**To be done**
Rewrite every one of the items below with "keypoint" changed to "marker" wherever it occurs, leaving all other wording unchanged.
□ □ □ □ □ □ □
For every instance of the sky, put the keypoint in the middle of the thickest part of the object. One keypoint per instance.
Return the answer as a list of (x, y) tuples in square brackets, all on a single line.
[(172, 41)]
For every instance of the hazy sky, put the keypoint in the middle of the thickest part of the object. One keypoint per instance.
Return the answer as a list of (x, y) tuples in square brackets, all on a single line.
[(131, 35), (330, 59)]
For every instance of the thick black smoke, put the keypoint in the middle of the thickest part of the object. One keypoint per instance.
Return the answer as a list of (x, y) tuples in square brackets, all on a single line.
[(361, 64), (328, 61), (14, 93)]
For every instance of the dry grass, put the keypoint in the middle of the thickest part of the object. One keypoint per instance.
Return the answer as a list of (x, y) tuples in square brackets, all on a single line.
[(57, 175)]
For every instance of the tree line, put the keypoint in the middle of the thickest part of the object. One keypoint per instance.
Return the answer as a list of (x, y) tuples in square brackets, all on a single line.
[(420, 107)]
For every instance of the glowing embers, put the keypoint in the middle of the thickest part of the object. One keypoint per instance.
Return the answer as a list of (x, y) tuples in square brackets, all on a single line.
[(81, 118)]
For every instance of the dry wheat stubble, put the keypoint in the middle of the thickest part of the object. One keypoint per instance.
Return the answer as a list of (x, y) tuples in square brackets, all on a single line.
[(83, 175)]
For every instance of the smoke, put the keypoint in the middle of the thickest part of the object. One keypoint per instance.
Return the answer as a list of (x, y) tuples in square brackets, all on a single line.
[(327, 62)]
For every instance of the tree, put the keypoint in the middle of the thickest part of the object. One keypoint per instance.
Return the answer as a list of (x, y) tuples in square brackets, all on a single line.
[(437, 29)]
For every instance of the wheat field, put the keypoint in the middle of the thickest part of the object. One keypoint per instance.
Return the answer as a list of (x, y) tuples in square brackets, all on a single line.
□ □ □ □ □ □ □
**Exercise answer**
For every instance of the sky, put the marker in the middle of the thickest part of the object. One marker per instance.
Return the answer as a list of (x, y) tuples in square brackets, all on a single line.
[(172, 41)]
For every instance of the hazy sky, put the marker in the middle of the thickest part of the object. One marker per instance.
Return the answer as a list of (x, y) tuples in square brackets, all on a single line.
[(131, 35), (330, 59)]
For every instance of the thick black smoke, put the marker in the middle of the thickest part of the object. One marker per instance.
Return the answer as a list of (x, y) tuples in square brackets, all on a single line.
[(361, 64), (328, 61), (14, 93)]
For every instance of the dry grass, put the marker in the middle of the thickest part of the object. One marker per instance.
Return the answer as a list of (x, y) tuples in square brackets, all on a single line.
[(57, 175)]
For every instance of the tree line, put the marker in the middle of the thickest part of the object. One marker per instance.
Return the answer as a list of (x, y) tuples in square brackets, all on a single line.
[(420, 107)]
For every instance of the glowing embers, put the marker in the middle of the thickest part of the object. One marker per instance.
Return the answer as a list of (x, y) tuples in square brackets, all on a single line.
[(81, 118)]
For every instance of the dry wheat stubble, put the marker in the middle of the thickest part of the object. One marker per instance.
Return the answer as a list of (x, y) tuples in square brackets, all on a single line.
[(83, 175)]
For every instance of the smoke, put the marker in the middle of the thickest part of the object. One marker per instance.
Return the answer as a list of (x, y) tuples in square brackets, all on a single line.
[(327, 62)]
For every instance of the tree, put the marker in the middle of the thickest part of the object. One marker per instance.
Return the answer as a list of (x, y) tuples in square brackets, all on a single line.
[(437, 29)]
For every instance of the wheat field, put the marker in the middle of the thickest part of the object. One marker per instance.
Return the answer as a list of (x, y) tuples in square brackets, all on a single line.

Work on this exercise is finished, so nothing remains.